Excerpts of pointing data
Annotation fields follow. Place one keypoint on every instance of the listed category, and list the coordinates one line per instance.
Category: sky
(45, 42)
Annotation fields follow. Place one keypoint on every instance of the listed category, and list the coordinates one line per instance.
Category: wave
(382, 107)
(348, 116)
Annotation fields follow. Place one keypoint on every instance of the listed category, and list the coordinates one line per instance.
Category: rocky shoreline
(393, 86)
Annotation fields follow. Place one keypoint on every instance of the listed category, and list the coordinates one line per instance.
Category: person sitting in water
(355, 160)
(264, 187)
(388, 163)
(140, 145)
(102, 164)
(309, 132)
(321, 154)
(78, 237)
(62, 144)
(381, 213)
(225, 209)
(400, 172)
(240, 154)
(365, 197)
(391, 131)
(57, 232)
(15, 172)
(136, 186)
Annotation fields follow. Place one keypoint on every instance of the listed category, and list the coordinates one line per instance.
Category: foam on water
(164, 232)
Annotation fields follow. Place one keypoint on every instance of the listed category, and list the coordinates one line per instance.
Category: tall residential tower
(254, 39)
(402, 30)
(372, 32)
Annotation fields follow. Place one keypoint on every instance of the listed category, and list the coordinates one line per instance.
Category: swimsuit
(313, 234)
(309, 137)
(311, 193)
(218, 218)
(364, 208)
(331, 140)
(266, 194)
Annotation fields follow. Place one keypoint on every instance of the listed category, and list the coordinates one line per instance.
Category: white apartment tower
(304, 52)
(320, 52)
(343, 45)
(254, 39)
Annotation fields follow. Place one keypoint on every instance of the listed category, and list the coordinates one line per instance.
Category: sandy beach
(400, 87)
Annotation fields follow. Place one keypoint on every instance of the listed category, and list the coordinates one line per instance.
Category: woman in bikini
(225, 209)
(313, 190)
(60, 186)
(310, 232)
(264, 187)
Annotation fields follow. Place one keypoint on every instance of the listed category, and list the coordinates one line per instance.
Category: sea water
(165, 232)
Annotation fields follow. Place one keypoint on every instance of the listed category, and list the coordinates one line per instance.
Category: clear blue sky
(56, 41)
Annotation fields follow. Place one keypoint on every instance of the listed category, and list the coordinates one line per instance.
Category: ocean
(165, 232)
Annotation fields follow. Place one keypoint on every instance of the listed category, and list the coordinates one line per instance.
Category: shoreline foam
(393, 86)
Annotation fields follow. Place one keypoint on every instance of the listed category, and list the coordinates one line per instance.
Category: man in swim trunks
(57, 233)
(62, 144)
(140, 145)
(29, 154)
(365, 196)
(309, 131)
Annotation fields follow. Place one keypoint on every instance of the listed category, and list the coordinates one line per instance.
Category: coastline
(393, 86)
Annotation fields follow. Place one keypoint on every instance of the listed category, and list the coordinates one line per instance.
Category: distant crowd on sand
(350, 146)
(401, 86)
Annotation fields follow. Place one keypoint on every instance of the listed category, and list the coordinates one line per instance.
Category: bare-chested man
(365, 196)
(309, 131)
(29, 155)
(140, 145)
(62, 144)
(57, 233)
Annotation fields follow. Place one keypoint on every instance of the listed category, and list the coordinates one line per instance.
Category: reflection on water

▶ Exercise objective: Reproduce the material exactly, with every line intact.

▶ Exercise result:
Annotation fields follow. Place one keypoint on every instance of the listed category, and list the coordinates one line per instance.
Category: sky
(45, 42)
Annotation fields follow. Place one keypoint on every instance of the listed category, and list the coordinates one line per instance.
Category: wave
(382, 107)
(348, 116)
Annotation fields follow. Place one keypoint on every instance of the listed category, and list the coordinates one line per instance.
Category: rocky shoreline
(393, 86)
Annotation fields follow. Place one keypoint on every instance of the listed category, and list the coordinates one line per instance.
Category: person sitting in water
(355, 160)
(264, 187)
(388, 163)
(140, 145)
(102, 164)
(309, 132)
(321, 154)
(78, 237)
(62, 144)
(381, 213)
(225, 209)
(400, 172)
(240, 154)
(365, 197)
(391, 131)
(57, 232)
(15, 172)
(136, 186)
Annotation fields follow. Place one keypoint on every instance of the listed category, and list the coordinates one line per instance.
Category: foam on water
(164, 232)
Annotation fields follow. Place one keypoint on every instance of the listed category, and list the coordinates one line per instance.
Category: tall residential tower
(254, 39)
(402, 30)
(372, 32)
Annotation fields follow. Place one keypoint on every instance of the listed category, and list the coordinates one line per instance.
Category: swimsuit
(313, 234)
(309, 137)
(311, 193)
(218, 218)
(364, 208)
(331, 140)
(266, 194)
Annotation fields follow. Place one keypoint on every instance of the listed category, and list the coordinates one line per instance.
Category: white apartment tower
(304, 52)
(320, 52)
(343, 45)
(254, 39)
Annotation fields follow. Place one keypoint on every instance of the listed category, and list the coordinates one line per instance.
Category: sandy beach
(400, 87)
Annotation fields follow. Place one keypoint on every instance of the listed category, and list the coordinates one line per instance.
Category: woman in bikini
(225, 209)
(313, 190)
(60, 186)
(310, 232)
(264, 187)
Annotation fields follow. Place one keypoint on every instance of the listed category, and list the coordinates one line per instance.
Category: sea water
(165, 232)
Annotation fields follow. Place one keypoint on every instance of the listed category, and list the coordinates one line per instance.
Category: clear blue sky
(56, 41)
Annotation fields follow. Place one keypoint on every instance of the listed category, and list the coordinates one line per instance.
Category: ocean
(165, 232)
Annotation fields follow. Place one keypoint on every instance of the listed category, and list the coordinates one line per instance.
Category: shoreline foam
(393, 86)
Annotation fields follow. Place one keypoint on every instance of the listed category, and list the coordinates one line per instance.
Category: man in swim trunks
(57, 233)
(62, 144)
(140, 145)
(29, 154)
(365, 196)
(309, 131)
Annotation fields follow. Place one keypoint on every instance of the listed category, and list the coordinates one line per instance.
Category: coastline
(393, 86)
Annotation fields follow. Place one keypoint on every instance of the listed category, and list the coordinates one line per instance.
Category: distant crowd on sand
(350, 146)
(401, 86)
Annotation fields follow. Place one keypoint on every instance of the listed category, and list the coordinates one line per instance.
Category: bare-chested man
(365, 196)
(309, 131)
(29, 155)
(140, 145)
(62, 144)
(57, 233)
Annotation fields follow. Place one keypoint on every instance of the listed category, and list the coordinates one line per instance.
Category: reflection on water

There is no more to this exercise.